Request
In the review of Nailing Down the Saint below, write out the passage word for word, starting at the words "Nailing Down the Saint" and stopping after the words "books seldom do.".

Document excerpt
++++

Nailing Down the Saint

Nailing Down the Saint, by Craig Cliff

Craig Cliff’s The Mannequin Makers was such a hit for me recently, I thought I’d give another of his books a whirl. Nailing Down the Saint sounded suitably quirky and it is, indeed, a very odd book. Lots of it I just didn’t get. So much of the detail – music, film, cultural – was out of my frame of reference so the nuances skipped past me. Wet Sprocket and heavy metal TOÄD, anyone? George Costanza’s answering-machine message? I didn’t look any of this stuff up, though it might be funny. And the story rambled on for a very long time without me ever really understanding whether the protagonist was winning, whether he was a genius or a sad weirdo, what the point of the story was. But you know what? I loved it. It felt authentic, in a way even the best New Zealand books seldom do.

Duncan’s a filmmaker down on his luck, waiting tables in a pretty shitty restaurant in the States. It’s a down-beat start to a novel, a mood that never really improves. We hang out with this grumpy bugger as he embarrasses himself in front of his in-laws, struggles with his relationship with wife and son and takes off on an Italian roadie with an old friend. It’s a film job, of sorts, scouting locations for a production about a levitating saint. Hold that thought.

Duncan is a kiwi, living in America. I could see no reason why the New Zealand connection was necessary other than to wave a flag to a kiwi audience. Which is fine, we like to be included. He felt pretty American to me, “He’d flown back and forth between California and New Zealand a bunch”. He roadie companion is a school friend (female). They’d kept in touch over the years and their relationship is key to the story. She’s pretty hard case. “He turned to see Mack in a long tan leather coat — if it was black she’d have looked like a stunt double from the set of The Matrix — over a tight-fitting seafoam-green dress.” Duncan’s wife knows Mack has joined him on the road; most nights they share a room, at least one occasion a bed, but he describes the relationship as platonic. I was always wondering what both the wife and Mack’s take on their long friendship is. Would things have been different if he had asked her to the school ball all those years ago? But we’re in Duncan’s head and the women’s thoughts are not there, though occasional insights peep through.

++++

Data provided

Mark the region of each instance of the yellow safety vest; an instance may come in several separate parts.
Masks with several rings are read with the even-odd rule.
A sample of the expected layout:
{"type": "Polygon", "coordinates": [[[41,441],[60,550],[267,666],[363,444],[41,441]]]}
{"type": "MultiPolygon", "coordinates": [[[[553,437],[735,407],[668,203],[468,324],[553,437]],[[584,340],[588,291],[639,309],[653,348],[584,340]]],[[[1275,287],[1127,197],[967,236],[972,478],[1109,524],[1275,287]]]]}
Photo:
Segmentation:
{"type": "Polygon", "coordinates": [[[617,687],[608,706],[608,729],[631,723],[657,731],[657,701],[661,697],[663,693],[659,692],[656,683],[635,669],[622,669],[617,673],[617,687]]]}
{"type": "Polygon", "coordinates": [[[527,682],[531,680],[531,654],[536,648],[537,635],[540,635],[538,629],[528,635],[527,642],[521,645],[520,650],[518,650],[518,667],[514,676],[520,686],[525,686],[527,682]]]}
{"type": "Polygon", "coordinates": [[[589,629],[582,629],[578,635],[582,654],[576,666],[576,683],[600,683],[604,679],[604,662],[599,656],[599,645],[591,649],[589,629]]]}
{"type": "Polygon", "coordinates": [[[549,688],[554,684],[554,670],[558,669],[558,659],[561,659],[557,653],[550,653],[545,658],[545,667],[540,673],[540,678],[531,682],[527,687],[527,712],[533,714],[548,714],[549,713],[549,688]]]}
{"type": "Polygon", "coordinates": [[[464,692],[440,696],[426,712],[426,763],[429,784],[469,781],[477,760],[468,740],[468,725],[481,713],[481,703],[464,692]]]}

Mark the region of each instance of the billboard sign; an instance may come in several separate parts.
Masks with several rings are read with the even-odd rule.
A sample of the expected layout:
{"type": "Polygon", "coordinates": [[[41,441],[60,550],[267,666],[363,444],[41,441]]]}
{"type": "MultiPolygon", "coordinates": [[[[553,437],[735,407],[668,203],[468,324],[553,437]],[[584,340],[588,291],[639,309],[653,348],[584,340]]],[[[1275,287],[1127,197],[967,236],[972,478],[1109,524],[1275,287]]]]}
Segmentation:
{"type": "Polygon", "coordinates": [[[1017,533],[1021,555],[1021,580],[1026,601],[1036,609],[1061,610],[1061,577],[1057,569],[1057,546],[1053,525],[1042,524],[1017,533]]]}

++++

Complete output
Nailing Down the Saint

Nailing Down the Saint, by Craig Cliff

Craig Cliff’s The Mannequin Makers was such a hit for me recently, I thought I’d give another of his books a whirl. Nailing Down the Saint sounded suitably quirky and it is, indeed, a very odd book. Lots of it I just didn’t get. So much of the detail – music, film, cultural – was out of my frame of reference so the nuances skipped past me. Wet Sprocket and heavy metal TOÄD, anyone? George Costanza’s answering-machine message? I didn’t look any of this stuff up, though it might be funny. And the story rambled on for a very long time without me ever really understanding whether the protagonist was winning, whether he was a genius or a sad weirdo, what the point of the story was. But you know what? I loved it. It felt authentic, in a way even the best New Zealand books seldom do.